• **Texte cité**
☆ ☆ ☆
Pour Helena Jeppesen, l’histoire de Pâques est le fil conducteur du document final du synode. «Un processus de renouvellement et de réforme de l’Église catholique qu’il a soutenu de toutes ses forces, et dans lequel le peuple saint de Dieu tout entier est le sujet de la proclamation.»

Un homme «comme tout le monde»

«Dès le soir de son élection, j’ai été surpris par son attitude, notamment lorsqu’il a demandé à la foule rassemblée sur la place Saint-Pierre de Rome de prier pour lui. J’ai senti qu’il y avait là une approche nouvelle», se souvient Jean-Marie Lovey.

«Le moins que l’on puisse dire, c’est qu’il ne s’est pas économisé», commente l’évêque de Sion à propos du décès du pape à 88 ans. Mgr Lovey évoque d’emblée sa première visite ad limina au Vatican. «J’étais nommé depuis un mois et demi et, passé le premier étonnement de voir le pape faire la queue à la cafeteria de la maison Sainte-Marthe, saluer les gens son plateau à la main, j’ai rencontré un homme ‘comme tout le monde’.»

«J’ai été très touché par le respect de l’élan populaire de la religiosité que le pape inscrit dans Dilexit Nos» – Mgr Jean-Marie Lovey

Mgr Lovey a été «ébloui» par son exhortation apostolique Evangeli Gaudium. À tel point qu’il en a fait sa devise épiscopale et qu’il a ancré son épiscopat sur la pensée du pape François. «Lorsque je lui ai dit que j’avais volé le titre de son document pour en faire ma devise épiscopale, il s’en est amusé et m’a répondu: ›faites en votre projet pastoral!’. J’ai essayé de mettre en oeuvre cette exhortation apostolique».

«Durant le pontificat du pape François, il y aura eu profusion de textes, d’orientations pastorales, de synodes et de canonisations! Au moment du bilan, je pense qu’il sera difficile de mettre un accent sur une orientation particulière», relève l’évêque de Sion. Il évoque à ce propos l’encyclique Dilexit Nos, publiée deux jours avant la clôture de la deuxième partie du Synode sur la synodalité. «Ce texte magnifique sur le Sacré-Cœur est passé inaperçu! C’est dommage. J’ai été très touché par le respect de l’élan populaire de la religiosité que le pape inscrit dans ce texte.»

«Un cadeau du ciel»

«Quand j’ai entendu l’annonce du décès de François, je me suis dit que sa mort était venue au bon moment», confie Jean-Blaise Fellay. Pour le jésuite, le pape «est allé jusqu’au bout de sa course, mais il fallait que cela s’arrête.» Le prêtre se réjouit qu’il ait pu partir un lundi de Pâques, dans la fête de la Résurrection. «C’est magnifique symboliquement, c’est un cadeau du ciel!»
☆ ☆ ☆
• **Consigne 1**
Déterminez combien de lignes de la liste contiennent la chaîne « segment », en tenant compte de la casse, puis indiquez seulement ce nombre.

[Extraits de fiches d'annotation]
☆ ☆ ☆
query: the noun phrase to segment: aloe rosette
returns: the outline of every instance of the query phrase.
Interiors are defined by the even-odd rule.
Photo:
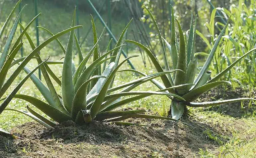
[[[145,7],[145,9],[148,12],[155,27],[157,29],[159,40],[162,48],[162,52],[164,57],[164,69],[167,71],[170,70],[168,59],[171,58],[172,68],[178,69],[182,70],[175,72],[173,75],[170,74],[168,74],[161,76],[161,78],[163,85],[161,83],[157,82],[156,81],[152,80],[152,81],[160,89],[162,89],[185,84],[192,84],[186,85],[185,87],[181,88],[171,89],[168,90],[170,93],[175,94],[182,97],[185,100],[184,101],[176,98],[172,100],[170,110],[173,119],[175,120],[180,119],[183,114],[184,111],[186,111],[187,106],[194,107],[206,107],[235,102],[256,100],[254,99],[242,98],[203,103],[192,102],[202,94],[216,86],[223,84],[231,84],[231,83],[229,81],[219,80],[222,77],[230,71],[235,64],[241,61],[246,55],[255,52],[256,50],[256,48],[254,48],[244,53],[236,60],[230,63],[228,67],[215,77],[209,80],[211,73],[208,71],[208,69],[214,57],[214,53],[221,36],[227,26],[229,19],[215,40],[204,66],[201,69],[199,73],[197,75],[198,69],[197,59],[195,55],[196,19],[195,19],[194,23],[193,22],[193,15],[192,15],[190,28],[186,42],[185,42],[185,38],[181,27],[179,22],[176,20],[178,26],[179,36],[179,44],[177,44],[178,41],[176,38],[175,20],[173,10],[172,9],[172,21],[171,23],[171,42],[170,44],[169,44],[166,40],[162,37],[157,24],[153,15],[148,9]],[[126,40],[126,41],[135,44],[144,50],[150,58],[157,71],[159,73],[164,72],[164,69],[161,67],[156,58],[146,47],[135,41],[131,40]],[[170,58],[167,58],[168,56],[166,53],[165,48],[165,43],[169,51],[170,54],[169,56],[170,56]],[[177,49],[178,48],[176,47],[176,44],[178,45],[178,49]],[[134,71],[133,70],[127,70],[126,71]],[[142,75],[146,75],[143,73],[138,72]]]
☆ ☆ ☆
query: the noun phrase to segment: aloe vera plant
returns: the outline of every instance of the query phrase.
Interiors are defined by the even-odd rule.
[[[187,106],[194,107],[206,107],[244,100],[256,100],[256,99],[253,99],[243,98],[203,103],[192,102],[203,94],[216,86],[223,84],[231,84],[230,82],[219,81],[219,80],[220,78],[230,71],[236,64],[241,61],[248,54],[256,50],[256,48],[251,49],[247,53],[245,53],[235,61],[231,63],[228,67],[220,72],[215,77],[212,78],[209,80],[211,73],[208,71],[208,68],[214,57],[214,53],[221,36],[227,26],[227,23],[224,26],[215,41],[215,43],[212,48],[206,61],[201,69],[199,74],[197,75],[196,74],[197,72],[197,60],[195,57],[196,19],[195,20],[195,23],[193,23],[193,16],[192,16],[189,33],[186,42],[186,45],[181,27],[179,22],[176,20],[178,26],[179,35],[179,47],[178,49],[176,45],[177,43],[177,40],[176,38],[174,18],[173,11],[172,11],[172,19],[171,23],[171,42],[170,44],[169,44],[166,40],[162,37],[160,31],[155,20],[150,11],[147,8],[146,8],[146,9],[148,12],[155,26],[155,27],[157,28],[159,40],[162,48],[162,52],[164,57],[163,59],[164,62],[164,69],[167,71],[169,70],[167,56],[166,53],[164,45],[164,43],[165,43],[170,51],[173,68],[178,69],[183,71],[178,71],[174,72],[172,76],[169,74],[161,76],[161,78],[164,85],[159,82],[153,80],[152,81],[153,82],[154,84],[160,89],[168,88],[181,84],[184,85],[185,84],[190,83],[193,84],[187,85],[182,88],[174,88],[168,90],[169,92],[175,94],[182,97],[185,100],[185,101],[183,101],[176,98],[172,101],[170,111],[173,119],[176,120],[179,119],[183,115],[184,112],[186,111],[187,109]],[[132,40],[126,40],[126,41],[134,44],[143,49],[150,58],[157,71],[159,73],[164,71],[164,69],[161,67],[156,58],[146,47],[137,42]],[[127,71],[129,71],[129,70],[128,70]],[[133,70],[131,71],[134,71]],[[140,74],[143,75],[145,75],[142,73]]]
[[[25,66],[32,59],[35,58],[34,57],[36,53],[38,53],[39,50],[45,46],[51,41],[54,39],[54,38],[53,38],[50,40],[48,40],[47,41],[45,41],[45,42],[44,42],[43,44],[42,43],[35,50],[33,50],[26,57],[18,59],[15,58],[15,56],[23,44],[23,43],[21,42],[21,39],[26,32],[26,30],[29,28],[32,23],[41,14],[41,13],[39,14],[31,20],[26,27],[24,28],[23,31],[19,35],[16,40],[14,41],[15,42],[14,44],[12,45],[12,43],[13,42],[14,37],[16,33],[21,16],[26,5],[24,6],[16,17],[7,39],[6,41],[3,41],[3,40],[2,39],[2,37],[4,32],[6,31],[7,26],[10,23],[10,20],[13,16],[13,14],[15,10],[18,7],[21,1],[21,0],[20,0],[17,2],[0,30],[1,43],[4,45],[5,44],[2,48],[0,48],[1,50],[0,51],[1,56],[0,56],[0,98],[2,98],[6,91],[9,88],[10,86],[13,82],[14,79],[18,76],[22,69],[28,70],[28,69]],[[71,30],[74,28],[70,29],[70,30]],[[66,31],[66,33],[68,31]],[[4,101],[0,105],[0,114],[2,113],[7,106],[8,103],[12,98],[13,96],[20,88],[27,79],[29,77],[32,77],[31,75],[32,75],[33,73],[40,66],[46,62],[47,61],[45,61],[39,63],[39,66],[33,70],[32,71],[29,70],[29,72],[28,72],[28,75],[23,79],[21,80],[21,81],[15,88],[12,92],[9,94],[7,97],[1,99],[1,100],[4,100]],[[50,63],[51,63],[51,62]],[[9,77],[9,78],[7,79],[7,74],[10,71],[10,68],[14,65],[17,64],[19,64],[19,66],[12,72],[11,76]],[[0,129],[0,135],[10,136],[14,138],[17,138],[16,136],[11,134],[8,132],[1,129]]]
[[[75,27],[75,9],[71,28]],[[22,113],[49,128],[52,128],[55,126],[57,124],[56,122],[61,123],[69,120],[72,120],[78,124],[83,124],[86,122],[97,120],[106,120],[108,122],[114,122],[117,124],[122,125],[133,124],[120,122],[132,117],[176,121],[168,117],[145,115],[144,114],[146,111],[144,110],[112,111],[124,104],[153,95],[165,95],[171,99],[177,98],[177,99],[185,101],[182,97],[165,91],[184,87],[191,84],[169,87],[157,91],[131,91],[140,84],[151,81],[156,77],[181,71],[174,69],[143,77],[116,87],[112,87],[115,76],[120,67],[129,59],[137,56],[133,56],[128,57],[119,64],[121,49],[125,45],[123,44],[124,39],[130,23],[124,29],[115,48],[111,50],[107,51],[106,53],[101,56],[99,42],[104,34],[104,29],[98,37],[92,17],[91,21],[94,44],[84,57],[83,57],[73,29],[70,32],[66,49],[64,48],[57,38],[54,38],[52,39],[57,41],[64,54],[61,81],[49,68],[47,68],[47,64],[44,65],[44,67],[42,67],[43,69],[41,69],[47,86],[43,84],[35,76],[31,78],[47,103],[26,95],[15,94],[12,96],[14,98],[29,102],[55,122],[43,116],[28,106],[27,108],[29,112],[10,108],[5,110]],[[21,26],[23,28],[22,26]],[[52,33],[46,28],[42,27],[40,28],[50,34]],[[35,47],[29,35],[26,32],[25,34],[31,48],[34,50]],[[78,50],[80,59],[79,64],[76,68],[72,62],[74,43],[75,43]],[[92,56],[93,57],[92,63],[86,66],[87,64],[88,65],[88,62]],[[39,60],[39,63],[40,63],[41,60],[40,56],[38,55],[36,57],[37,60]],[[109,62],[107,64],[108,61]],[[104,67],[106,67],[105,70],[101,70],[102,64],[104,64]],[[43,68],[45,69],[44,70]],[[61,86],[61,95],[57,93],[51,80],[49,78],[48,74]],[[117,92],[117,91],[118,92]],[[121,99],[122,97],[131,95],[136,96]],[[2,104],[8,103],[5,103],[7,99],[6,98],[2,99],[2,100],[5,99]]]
☆ ☆ ☆
• **Consigne 2**
D'après le texte sur le pape François, à quel âge le pape est-il décédé ?

• **Réponse complète 1**
2

• **Réponse complète 2**
À 88 ans.